Consigne a> Recopiez à l'identique le passage du texte ci-dessous, depuis « Par la fraternité » jusqu'à « de la nuit. ».

Texte de la page>
%%

Par la fraternité ? Il suffit d’en considérer les acquis au
cours de l’histoire et spécialement durant le siècle écoulé, pour
se faire une idée de ce qu’il y a lieu d’en attendre.
.
Par le progrès scientifique et technique ? Il n’est qu’un outil
aux mains des hommes, qui en font ce qui motive l’observation du
point précédent. Quel que soit le régime en vigueur : politique,
financier, intellectuel, ... Ce serait la négation même de
l’incontournable rapport entre sa base et son sommet qui serait
aboli. Il est bien entendu toujours possible de rêver, mais il en
est ainsi et il paraît aussi improbable que la pyramide puisse un
jour sortir de notre univers, et du champ des perceptions qu’elle
nous impose que d’arrêter le mouvement des astres et l’alternance du
jour et de la nuit.

%%

Extraits de la liste>
%%

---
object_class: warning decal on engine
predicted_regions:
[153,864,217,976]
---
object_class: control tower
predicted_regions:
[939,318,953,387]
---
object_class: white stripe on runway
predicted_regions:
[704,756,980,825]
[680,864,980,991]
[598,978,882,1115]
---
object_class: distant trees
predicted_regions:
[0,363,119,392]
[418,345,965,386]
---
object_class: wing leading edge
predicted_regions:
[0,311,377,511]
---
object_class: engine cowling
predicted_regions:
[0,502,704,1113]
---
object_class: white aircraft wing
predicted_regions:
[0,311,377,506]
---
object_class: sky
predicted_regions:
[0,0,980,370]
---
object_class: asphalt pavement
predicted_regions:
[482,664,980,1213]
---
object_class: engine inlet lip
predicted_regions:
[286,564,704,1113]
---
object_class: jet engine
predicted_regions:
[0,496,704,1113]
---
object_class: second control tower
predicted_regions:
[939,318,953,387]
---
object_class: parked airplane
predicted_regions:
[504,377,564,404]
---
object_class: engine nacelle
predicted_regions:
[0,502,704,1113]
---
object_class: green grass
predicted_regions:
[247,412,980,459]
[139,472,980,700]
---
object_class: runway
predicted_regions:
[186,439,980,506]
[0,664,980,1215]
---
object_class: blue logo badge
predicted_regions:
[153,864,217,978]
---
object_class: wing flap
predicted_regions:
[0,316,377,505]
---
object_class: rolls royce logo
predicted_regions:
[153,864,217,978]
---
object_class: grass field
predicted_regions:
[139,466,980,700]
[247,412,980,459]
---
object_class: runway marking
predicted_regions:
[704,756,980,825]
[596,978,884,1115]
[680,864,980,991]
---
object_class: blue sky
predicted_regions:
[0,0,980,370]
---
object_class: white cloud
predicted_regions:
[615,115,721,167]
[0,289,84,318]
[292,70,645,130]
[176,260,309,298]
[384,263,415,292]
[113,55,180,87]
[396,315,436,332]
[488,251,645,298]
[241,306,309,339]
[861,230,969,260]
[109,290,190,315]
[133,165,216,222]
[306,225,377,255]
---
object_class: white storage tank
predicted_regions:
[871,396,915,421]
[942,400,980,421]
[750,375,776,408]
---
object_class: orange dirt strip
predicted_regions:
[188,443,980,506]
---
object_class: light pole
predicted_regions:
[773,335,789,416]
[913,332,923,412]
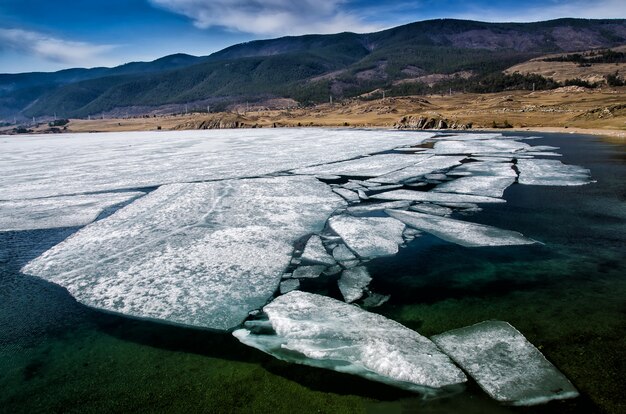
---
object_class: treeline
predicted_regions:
[543,49,626,65]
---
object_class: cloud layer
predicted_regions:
[0,28,115,66]
[150,0,380,35]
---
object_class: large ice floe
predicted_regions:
[0,191,144,231]
[6,129,591,404]
[23,177,344,329]
[432,321,578,405]
[517,159,591,186]
[386,210,536,247]
[328,215,404,258]
[233,291,466,394]
[0,128,434,200]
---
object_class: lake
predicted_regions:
[0,131,626,413]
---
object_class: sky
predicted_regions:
[0,0,626,73]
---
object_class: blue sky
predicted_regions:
[0,0,626,73]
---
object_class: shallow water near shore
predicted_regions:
[0,133,626,413]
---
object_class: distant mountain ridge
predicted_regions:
[0,19,626,117]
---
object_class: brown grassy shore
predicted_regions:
[6,87,626,140]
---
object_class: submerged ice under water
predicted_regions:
[0,130,591,401]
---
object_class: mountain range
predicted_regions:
[0,19,626,119]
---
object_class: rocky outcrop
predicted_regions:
[173,114,261,130]
[394,115,472,129]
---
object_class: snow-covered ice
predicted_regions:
[279,279,300,295]
[333,187,361,203]
[292,265,326,279]
[328,215,404,258]
[370,190,504,203]
[337,266,372,303]
[300,234,335,266]
[434,139,531,155]
[233,291,467,394]
[333,244,356,262]
[293,154,421,177]
[408,203,452,216]
[348,201,411,214]
[0,192,144,231]
[23,177,345,330]
[432,321,578,405]
[369,155,465,184]
[432,176,515,197]
[517,159,591,186]
[0,128,433,200]
[385,210,536,247]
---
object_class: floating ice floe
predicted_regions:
[333,244,356,262]
[293,154,421,177]
[433,139,531,155]
[279,279,300,295]
[291,265,326,279]
[233,291,467,394]
[432,321,578,405]
[408,203,452,216]
[0,128,433,200]
[450,161,517,178]
[328,215,405,258]
[370,190,505,203]
[333,187,361,203]
[348,201,411,214]
[23,177,345,330]
[0,192,144,231]
[300,234,335,266]
[517,159,591,186]
[432,176,515,197]
[385,210,536,247]
[369,155,465,184]
[337,266,372,303]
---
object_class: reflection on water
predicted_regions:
[0,134,626,413]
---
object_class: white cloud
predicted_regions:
[150,0,380,35]
[0,28,115,66]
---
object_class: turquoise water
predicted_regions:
[0,134,626,413]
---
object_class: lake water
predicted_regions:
[0,134,626,413]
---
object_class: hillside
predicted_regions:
[0,19,626,117]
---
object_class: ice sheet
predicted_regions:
[432,321,578,405]
[385,210,536,247]
[370,190,505,203]
[233,291,467,394]
[23,177,345,330]
[408,203,452,216]
[328,215,404,258]
[337,266,372,303]
[432,176,515,197]
[0,128,433,200]
[301,234,335,266]
[369,155,465,184]
[450,161,517,178]
[348,201,411,214]
[0,192,144,231]
[293,154,422,177]
[517,160,591,186]
[434,139,531,155]
[292,265,326,279]
[279,279,300,295]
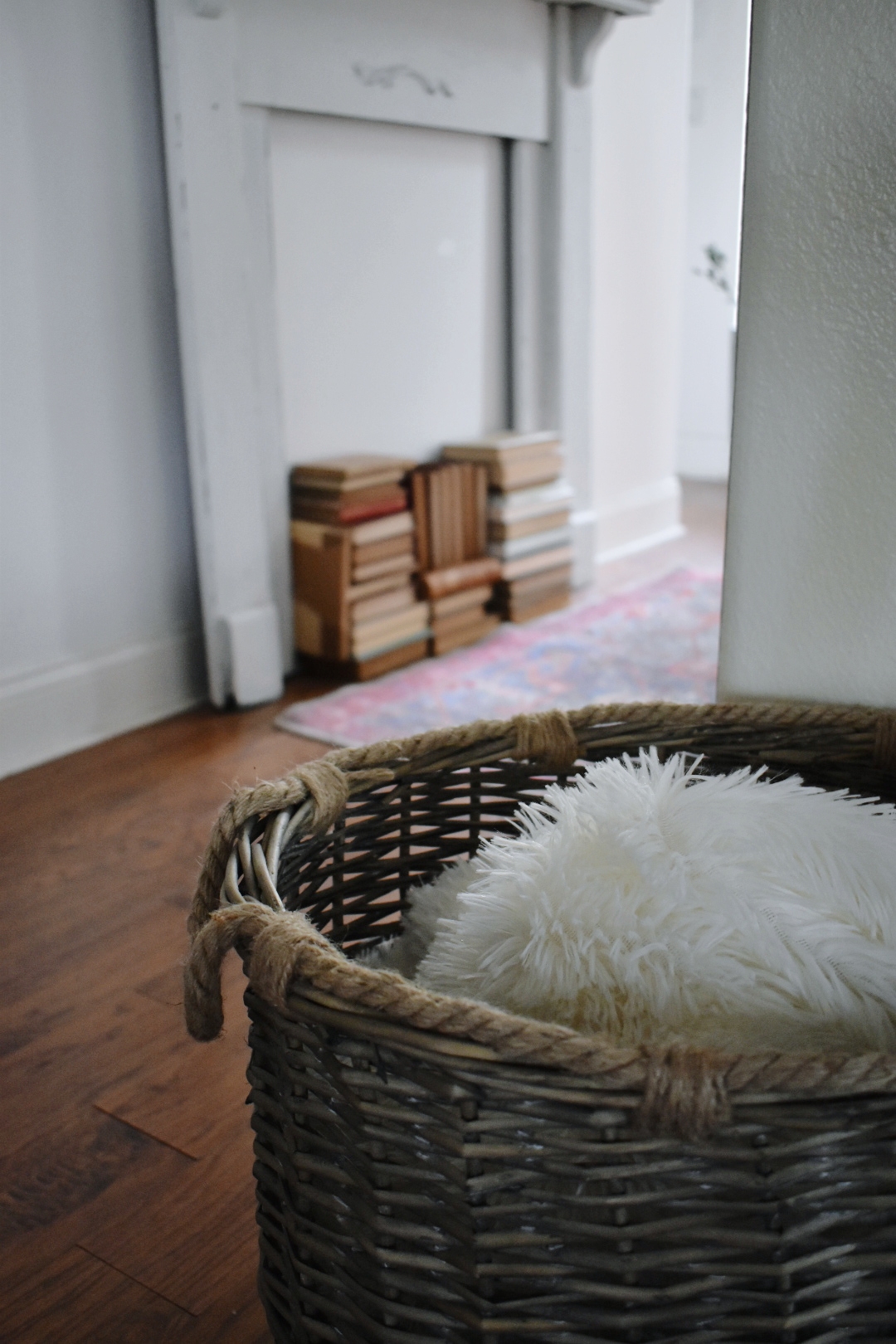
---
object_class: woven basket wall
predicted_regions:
[187,706,896,1344]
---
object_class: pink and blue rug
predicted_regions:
[277,568,722,746]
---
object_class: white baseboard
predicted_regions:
[0,631,207,778]
[570,508,598,589]
[595,523,686,564]
[595,475,684,564]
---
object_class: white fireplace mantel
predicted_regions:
[156,0,655,706]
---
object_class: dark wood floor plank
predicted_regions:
[0,1109,150,1255]
[0,1247,188,1344]
[94,956,249,1157]
[80,1108,258,1314]
[160,1290,273,1344]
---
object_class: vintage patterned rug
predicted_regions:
[275,568,722,746]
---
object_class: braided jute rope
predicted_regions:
[184,703,896,1138]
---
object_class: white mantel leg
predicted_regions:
[157,2,284,706]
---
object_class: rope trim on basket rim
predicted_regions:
[184,703,896,1140]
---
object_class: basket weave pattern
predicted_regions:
[185,706,896,1344]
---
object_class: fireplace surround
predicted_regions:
[156,0,655,706]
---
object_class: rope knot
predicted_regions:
[635,1045,731,1140]
[289,758,348,835]
[874,713,896,770]
[514,709,579,774]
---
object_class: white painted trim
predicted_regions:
[597,475,684,564]
[0,629,206,777]
[594,523,686,564]
[156,0,653,706]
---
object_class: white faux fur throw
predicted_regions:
[364,752,896,1052]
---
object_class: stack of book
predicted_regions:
[290,455,430,681]
[411,462,501,655]
[289,453,414,527]
[445,431,572,621]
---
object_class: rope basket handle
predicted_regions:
[184,703,896,1138]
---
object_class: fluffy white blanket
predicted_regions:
[364,752,896,1052]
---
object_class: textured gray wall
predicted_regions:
[0,0,204,773]
[718,0,896,706]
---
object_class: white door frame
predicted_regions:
[156,0,655,706]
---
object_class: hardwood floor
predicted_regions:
[0,488,724,1344]
[0,685,334,1344]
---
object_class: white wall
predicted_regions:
[679,0,750,480]
[718,0,896,706]
[0,0,204,773]
[271,113,508,462]
[594,0,690,561]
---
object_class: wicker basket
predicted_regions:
[185,704,896,1344]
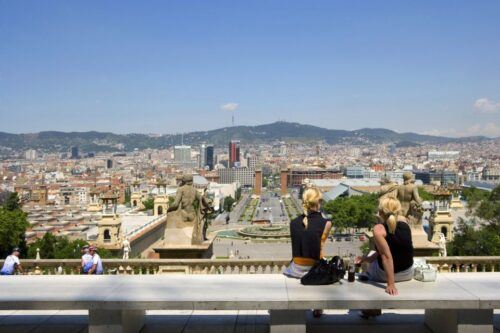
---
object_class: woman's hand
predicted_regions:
[385,284,398,296]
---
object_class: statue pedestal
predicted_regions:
[153,211,213,259]
[153,240,214,259]
[411,225,439,257]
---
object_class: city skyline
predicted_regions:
[0,1,500,137]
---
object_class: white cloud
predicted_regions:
[220,103,240,111]
[474,97,500,113]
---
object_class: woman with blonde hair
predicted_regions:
[358,197,413,295]
[283,188,332,279]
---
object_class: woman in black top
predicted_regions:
[284,188,332,278]
[358,197,413,295]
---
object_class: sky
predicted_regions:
[0,0,500,137]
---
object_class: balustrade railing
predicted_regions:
[0,257,500,275]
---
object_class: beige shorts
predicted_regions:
[365,260,413,282]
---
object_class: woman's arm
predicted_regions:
[373,224,398,295]
[320,221,332,258]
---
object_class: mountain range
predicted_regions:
[0,121,491,152]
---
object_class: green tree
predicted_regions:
[462,187,489,213]
[224,196,235,213]
[447,218,500,256]
[0,192,29,258]
[28,233,112,259]
[1,192,21,210]
[418,187,434,201]
[475,185,500,227]
[323,194,378,229]
[447,185,500,256]
[142,198,155,210]
[0,208,29,258]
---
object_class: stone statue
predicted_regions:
[397,171,424,226]
[166,175,210,244]
[378,176,398,199]
[201,189,214,241]
[438,232,448,257]
[122,238,132,260]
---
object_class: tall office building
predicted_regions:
[71,147,78,160]
[198,143,207,169]
[229,140,240,168]
[205,145,214,170]
[24,149,37,161]
[174,146,191,164]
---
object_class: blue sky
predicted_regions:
[0,0,500,136]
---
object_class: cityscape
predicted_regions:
[0,1,500,333]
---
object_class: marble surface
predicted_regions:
[0,273,500,310]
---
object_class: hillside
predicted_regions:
[0,122,489,152]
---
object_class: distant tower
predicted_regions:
[97,189,122,248]
[229,140,240,168]
[280,169,288,197]
[253,169,262,196]
[154,177,168,216]
[71,147,79,160]
[198,143,207,169]
[130,180,144,209]
[205,145,214,170]
[87,187,102,213]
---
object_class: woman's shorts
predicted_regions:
[364,260,413,282]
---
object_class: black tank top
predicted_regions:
[377,221,413,273]
[290,212,328,260]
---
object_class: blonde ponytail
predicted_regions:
[378,197,401,234]
[302,187,323,229]
[302,202,309,229]
[385,214,398,234]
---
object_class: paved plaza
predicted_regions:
[214,238,362,259]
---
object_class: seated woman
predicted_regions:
[283,188,332,279]
[358,197,413,295]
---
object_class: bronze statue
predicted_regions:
[378,176,398,199]
[397,171,424,225]
[167,175,210,244]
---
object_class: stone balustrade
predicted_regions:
[0,257,500,275]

%%

Consigne b> Repérez dans la liste ci-dessus chaque ligne où figure la chaîne « trim », puis recopiez ces lignes.

Solution rédigée a>
Par la fraternité ? Il suffit d’en considérer les acquis au
cours de l’histoire et spécialement durant le siècle écoulé, pour
se faire une idée de ce qu’il y a lieu d’en attendre.
.
Par le progrès scientifique et technique ? Il n’est qu’un outil
aux mains des hommes, qui en font ce qui motive l’observation du
point précédent. Quel que soit le régime en vigueur : politique,
financier, intellectuel, ... Ce serait la négation même de
l’incontournable rapport entre sa base et son sommet qui serait
aboli. Il est bien entendu toujours possible de rêver, mais il en
est ainsi et il paraît aussi improbable que la pyramide puisse un
jour sortir de notre univers, et du champ des perceptions qu’elle
nous impose que d’arrêter le mouvement des astres et l’alternance du
jour et de la nuit.

Solution rédigée b>
object_class: rope trim on basket rim
object_class: white painted trim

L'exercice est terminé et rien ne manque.